§ **Action item**:
Every record below should be printed exactly as given.

(Source data begins)

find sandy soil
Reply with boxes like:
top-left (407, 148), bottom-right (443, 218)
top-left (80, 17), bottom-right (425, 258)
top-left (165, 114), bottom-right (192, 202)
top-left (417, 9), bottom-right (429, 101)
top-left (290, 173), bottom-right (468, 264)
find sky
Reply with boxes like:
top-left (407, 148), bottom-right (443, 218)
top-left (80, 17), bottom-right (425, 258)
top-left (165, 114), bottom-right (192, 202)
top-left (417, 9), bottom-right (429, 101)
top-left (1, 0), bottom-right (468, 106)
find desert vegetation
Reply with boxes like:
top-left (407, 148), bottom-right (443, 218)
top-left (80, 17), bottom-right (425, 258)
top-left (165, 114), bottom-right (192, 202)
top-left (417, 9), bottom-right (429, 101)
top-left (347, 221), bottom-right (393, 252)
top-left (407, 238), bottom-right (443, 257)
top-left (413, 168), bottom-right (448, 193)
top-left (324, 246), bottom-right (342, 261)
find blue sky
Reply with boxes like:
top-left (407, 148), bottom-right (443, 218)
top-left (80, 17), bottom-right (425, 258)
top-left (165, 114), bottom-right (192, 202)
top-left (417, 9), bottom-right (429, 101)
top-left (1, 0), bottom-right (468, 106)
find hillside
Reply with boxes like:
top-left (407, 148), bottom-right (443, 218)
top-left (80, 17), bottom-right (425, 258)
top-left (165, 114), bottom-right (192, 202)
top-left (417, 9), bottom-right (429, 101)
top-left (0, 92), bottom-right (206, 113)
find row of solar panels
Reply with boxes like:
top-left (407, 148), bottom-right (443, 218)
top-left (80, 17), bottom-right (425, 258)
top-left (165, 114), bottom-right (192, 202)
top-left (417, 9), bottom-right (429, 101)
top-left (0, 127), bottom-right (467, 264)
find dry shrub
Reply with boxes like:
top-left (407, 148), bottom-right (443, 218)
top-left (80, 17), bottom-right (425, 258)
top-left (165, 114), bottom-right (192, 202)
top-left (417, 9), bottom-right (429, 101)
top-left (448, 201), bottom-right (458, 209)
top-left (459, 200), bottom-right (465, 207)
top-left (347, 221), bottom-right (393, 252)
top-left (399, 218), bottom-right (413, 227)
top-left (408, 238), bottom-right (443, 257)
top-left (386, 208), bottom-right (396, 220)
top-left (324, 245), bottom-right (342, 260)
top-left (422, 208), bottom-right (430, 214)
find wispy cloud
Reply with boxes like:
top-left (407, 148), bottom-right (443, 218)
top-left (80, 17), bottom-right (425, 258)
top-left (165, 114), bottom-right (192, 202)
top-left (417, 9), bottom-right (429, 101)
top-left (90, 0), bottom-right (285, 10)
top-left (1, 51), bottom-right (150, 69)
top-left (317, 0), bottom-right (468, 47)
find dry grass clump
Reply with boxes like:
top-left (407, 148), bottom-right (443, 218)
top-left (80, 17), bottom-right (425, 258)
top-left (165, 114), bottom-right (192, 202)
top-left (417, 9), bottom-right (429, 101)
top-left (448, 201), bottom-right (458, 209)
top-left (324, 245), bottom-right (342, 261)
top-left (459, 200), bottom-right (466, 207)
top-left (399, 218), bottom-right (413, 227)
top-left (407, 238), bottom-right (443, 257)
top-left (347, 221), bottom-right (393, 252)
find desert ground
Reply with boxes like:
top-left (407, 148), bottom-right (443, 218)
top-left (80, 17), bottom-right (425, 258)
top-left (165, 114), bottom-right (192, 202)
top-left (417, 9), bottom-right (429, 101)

(Source data ends)

§ **Written reply**:
find sandy soil
Reply with boxes like:
top-left (407, 148), bottom-right (443, 218)
top-left (80, 17), bottom-right (425, 258)
top-left (165, 114), bottom-right (192, 202)
top-left (417, 9), bottom-right (429, 101)
top-left (290, 173), bottom-right (468, 264)
find sky
Reply with boxes like:
top-left (407, 148), bottom-right (443, 218)
top-left (80, 17), bottom-right (425, 258)
top-left (165, 114), bottom-right (192, 202)
top-left (417, 9), bottom-right (429, 101)
top-left (1, 0), bottom-right (468, 106)
find desert vegetation
Reply with boxes like:
top-left (407, 148), bottom-right (443, 218)
top-left (80, 17), bottom-right (425, 258)
top-left (165, 114), bottom-right (192, 202)
top-left (417, 9), bottom-right (429, 101)
top-left (347, 221), bottom-right (393, 252)
top-left (407, 238), bottom-right (443, 257)
top-left (413, 168), bottom-right (448, 193)
top-left (324, 246), bottom-right (342, 261)
find blue sky
Reply with boxes like:
top-left (407, 148), bottom-right (443, 218)
top-left (80, 17), bottom-right (425, 258)
top-left (165, 114), bottom-right (192, 202)
top-left (417, 9), bottom-right (429, 101)
top-left (1, 0), bottom-right (468, 106)
find hillside
Reply with boxes like:
top-left (407, 148), bottom-right (443, 218)
top-left (80, 17), bottom-right (425, 258)
top-left (165, 114), bottom-right (192, 202)
top-left (417, 9), bottom-right (429, 101)
top-left (0, 92), bottom-right (206, 113)
find row of solar panels
Reply with boxes like:
top-left (407, 148), bottom-right (443, 218)
top-left (80, 17), bottom-right (425, 258)
top-left (165, 114), bottom-right (192, 202)
top-left (417, 9), bottom-right (429, 101)
top-left (0, 127), bottom-right (467, 264)
find dry shrub
Reply with boxes like:
top-left (407, 148), bottom-right (443, 218)
top-left (80, 17), bottom-right (425, 258)
top-left (165, 114), bottom-right (192, 202)
top-left (417, 9), bottom-right (429, 101)
top-left (448, 201), bottom-right (458, 209)
top-left (459, 200), bottom-right (465, 207)
top-left (347, 221), bottom-right (393, 252)
top-left (399, 218), bottom-right (413, 227)
top-left (408, 238), bottom-right (443, 257)
top-left (386, 208), bottom-right (396, 220)
top-left (324, 245), bottom-right (342, 260)
top-left (422, 208), bottom-right (430, 214)
find wispy cloud
Reply with boxes like:
top-left (407, 148), bottom-right (443, 218)
top-left (80, 17), bottom-right (425, 258)
top-left (165, 114), bottom-right (192, 202)
top-left (417, 9), bottom-right (429, 101)
top-left (90, 0), bottom-right (285, 10)
top-left (1, 51), bottom-right (150, 69)
top-left (317, 0), bottom-right (468, 47)
find dry grass clump
Reply with boxes like:
top-left (407, 148), bottom-right (443, 218)
top-left (80, 17), bottom-right (425, 258)
top-left (165, 114), bottom-right (192, 202)
top-left (417, 9), bottom-right (429, 101)
top-left (448, 201), bottom-right (458, 209)
top-left (324, 245), bottom-right (342, 261)
top-left (459, 200), bottom-right (466, 207)
top-left (399, 218), bottom-right (413, 227)
top-left (407, 238), bottom-right (443, 257)
top-left (347, 221), bottom-right (393, 252)
find desert ground
Reply with boxes like:
top-left (407, 148), bottom-right (443, 218)
top-left (80, 17), bottom-right (425, 258)
top-left (165, 114), bottom-right (192, 202)
top-left (417, 9), bottom-right (429, 101)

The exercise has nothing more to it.